OBJECTIF DE L'EXERCICE ->
Répondez aux trois questions suivantes en vous appuyant sur l'article.
1. Sous quel matricule Arthur Ferdinand Bernard est-il devenu le personnage principal du roman ?
2. À quelle date est-il né ?
3. Quel président a commué sa condamnation à mort en déportation à perpétuité ?

Article publié dans le n°1156 (01 sept. 2016) de Quinzaines

Sous le matricule 18640, Arthur Ferdinand Bernard, quasi homonyme de l’écrivain Arthur Bernard, est devenu le personnage principal d’un roman dont le titre, Tout est à moi, dit la poussière, exprime une sourde mélancolie.
Arthur Bernard
Tout est à moi, dit la poussière
Sous le matricule 18640, Arthur Ferdinand Bernard, quasi homonyme de l’écrivain Arthur Bernard, est devenu le personnage principal d’un roman dont le titre, Tout est à moi, dit la poussière, exprime une sourde mélancolie.

Personnage réel repéré dans les registres sans âge de l’administration pénitentiaire, « AFB » était un Parisien de la populaire rue Daguerre, près du cimetière Montparnasse, né le 26 février 1872. Un gars d’un mètre cinquante-quatre, sans conséquence ni cervelle à l’âge où l’on court les filles, apprenti-relieur dans un atelier de la rue du Château, assez peu porté sur le labeur mais, pour marquer son destin, véritable gouape sans talent et, conséquemment, meurtrier vraiment raté d’une vieille femme dont les économies le tentaient. Incapable d’occire sa victime, ce Bertrand fit cependant un déporté convenable ainsi qu’un bagnard réussi dès lors que le président Jules Grévy, les archives en portent aussi la trace, eut commué sa condamnation à mort en déportation à perpétuité. Direction la Nouvelle-Calédonie et le pénitencier de l’île Nou. Ce n’est pas la fin de son histoire.

ENTRÉES PRÉSENTÉES ->
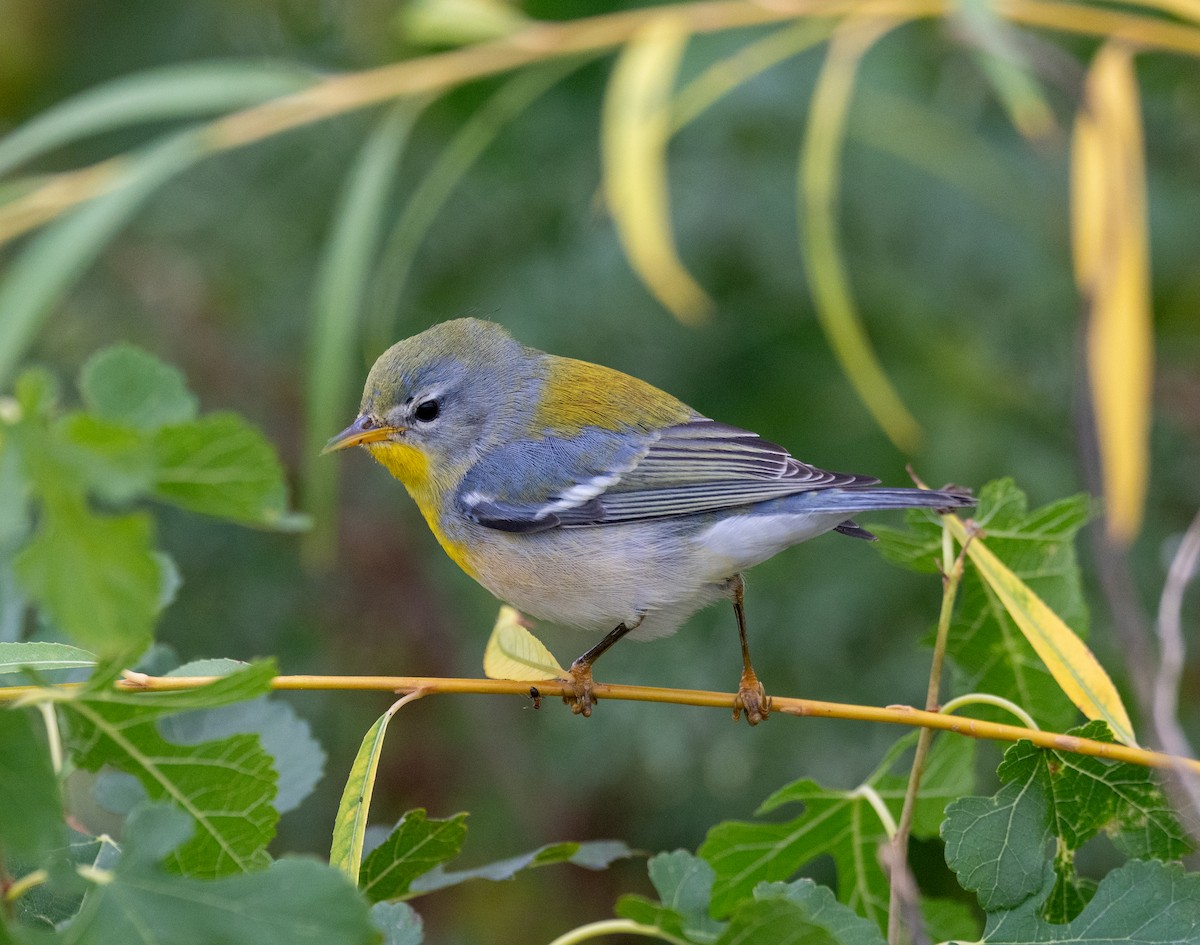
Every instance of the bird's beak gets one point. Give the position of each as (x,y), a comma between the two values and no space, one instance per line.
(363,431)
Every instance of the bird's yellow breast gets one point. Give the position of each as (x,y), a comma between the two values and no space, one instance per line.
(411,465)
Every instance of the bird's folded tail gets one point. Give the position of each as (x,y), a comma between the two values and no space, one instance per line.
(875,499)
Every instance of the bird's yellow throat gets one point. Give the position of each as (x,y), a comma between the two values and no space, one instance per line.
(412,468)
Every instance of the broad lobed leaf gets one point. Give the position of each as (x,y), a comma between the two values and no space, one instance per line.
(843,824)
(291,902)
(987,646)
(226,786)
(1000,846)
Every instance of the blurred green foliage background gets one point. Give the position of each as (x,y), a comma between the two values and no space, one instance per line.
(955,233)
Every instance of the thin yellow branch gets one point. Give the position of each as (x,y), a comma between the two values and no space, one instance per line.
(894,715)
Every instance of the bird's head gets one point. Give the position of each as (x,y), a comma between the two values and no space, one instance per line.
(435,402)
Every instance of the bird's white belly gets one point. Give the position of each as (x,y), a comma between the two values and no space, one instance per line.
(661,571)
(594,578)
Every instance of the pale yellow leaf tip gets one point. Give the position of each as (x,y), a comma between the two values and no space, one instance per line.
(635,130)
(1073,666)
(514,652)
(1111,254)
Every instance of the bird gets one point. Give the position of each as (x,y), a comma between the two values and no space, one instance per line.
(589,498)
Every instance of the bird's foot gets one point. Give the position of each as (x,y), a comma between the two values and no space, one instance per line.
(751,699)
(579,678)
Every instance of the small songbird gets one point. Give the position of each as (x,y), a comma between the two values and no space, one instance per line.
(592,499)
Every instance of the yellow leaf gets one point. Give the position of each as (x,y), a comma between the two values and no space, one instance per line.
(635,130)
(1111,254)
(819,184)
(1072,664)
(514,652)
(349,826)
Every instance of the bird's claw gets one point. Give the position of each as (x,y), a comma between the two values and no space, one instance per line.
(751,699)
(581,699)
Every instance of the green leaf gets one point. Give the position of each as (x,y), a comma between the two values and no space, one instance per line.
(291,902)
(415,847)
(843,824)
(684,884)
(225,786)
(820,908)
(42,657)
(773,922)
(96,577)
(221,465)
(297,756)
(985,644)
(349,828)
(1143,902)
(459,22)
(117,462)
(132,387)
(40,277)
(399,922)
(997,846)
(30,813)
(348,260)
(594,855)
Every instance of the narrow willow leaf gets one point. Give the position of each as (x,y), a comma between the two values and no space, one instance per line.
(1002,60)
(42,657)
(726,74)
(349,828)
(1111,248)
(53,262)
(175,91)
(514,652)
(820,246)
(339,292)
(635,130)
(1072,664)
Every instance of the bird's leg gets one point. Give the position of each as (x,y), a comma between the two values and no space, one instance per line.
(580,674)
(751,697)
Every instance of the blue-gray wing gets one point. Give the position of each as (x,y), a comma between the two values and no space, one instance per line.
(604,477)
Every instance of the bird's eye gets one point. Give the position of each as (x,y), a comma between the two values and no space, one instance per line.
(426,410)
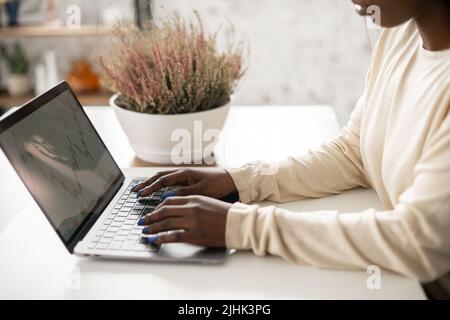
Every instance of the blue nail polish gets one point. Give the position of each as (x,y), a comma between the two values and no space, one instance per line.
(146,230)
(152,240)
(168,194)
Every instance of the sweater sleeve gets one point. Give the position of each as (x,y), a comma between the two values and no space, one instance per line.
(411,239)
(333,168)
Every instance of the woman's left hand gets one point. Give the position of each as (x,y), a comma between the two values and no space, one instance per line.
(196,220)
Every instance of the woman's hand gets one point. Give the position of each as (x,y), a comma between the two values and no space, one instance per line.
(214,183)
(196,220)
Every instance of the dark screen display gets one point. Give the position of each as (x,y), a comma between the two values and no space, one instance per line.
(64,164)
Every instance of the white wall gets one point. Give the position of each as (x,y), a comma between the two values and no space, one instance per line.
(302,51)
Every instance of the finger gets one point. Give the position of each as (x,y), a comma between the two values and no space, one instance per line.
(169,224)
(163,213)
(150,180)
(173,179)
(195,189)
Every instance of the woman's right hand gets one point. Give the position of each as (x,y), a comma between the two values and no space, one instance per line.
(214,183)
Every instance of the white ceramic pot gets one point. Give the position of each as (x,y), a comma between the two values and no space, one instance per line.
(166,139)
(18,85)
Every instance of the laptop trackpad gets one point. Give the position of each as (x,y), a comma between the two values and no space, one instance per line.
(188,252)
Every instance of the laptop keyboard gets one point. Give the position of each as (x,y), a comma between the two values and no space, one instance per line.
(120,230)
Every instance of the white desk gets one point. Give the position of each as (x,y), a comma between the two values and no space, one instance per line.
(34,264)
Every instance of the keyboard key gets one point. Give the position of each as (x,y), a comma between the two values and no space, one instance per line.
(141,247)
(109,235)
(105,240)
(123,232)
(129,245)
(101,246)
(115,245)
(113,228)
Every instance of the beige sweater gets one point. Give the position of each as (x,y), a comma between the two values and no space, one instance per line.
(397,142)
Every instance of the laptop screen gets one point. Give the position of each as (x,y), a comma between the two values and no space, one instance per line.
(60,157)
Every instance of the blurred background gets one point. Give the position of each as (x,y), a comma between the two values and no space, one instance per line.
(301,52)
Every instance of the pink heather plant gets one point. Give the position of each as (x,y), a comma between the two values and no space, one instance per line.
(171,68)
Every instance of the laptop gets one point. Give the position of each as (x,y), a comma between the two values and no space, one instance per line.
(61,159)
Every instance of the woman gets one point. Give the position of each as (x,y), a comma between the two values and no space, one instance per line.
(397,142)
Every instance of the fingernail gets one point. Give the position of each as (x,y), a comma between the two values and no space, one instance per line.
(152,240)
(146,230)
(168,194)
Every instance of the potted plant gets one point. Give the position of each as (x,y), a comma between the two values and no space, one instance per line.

CORRIGÉ DE L'EXERCICE ->
1. Sous le matricule 18640.
2. Le 26 février 1872.
3. Le président Jules Grévy.